There were significant challenges with this project, from the core-logic of allowing multiple sentences to be created from multiple options, variable by language and locale logic (i.e. in some languages, certain combinations of words only make sense if used in a certain order), to displaying full screen videos that also displayed the chosen sentence of the user, to ensuring this all worked across mobile and desktop browsers.

Once the logic behind the sentence construction was established, which included using tokens to indicate where a string of words should or could logically wrap to a new line based on locale, the next task was to represent this sentence in a video that featured multiple dance artists performing the key words of the sentence in a single seamless video. With thousands of possible combinations the challenge was not only of how to combine multiple videos together but to ensure the processing strain on the user's device was not overly burdensome. After much discussion and testing it was decided the most logical approach would be to create pre-baked videos for every single video combination - including full sentence text - then serve up the appropriate video using some ID referencing logic.

-=-=-

* _Objective_
Print the passage on the multilingual sentence-video project word for word, between "There were significant" and "and desktop browsers.", inclusive.

* _Entries supplied_
-=-=-

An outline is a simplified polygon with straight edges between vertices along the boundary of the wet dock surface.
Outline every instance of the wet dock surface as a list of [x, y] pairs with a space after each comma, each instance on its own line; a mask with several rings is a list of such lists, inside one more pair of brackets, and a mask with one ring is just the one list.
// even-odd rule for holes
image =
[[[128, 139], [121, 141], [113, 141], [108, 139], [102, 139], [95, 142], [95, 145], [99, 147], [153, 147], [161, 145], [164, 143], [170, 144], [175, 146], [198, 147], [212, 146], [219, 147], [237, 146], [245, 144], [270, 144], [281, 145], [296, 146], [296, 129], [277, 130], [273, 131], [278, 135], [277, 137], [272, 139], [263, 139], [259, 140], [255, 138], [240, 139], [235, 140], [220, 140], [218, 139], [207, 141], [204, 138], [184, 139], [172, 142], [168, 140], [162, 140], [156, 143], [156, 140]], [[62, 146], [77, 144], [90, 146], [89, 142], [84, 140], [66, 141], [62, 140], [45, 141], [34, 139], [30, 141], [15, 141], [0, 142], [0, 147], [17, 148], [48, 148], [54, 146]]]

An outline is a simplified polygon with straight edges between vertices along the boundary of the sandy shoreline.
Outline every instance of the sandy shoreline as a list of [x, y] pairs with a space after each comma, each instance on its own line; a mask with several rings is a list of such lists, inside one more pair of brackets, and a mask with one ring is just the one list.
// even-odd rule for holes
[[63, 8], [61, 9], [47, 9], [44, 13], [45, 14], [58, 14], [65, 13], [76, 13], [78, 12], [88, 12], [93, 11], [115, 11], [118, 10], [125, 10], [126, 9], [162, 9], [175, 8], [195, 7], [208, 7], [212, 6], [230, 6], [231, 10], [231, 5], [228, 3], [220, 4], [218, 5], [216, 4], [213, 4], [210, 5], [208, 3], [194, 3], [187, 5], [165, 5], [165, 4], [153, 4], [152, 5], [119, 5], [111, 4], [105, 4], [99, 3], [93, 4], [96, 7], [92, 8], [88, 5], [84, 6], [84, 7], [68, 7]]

-=-=-

* _Result of this task_
There were significant challenges with this project, from the core-logic of allowing multiple sentences to be created from multiple options, variable by language and locale logic (i.e. in some languages, certain combinations of words only make sense if used in a certain order), to displaying full screen videos that also displayed the chosen sentence of the user, to ensuring this all worked across mobile and desktop browsers.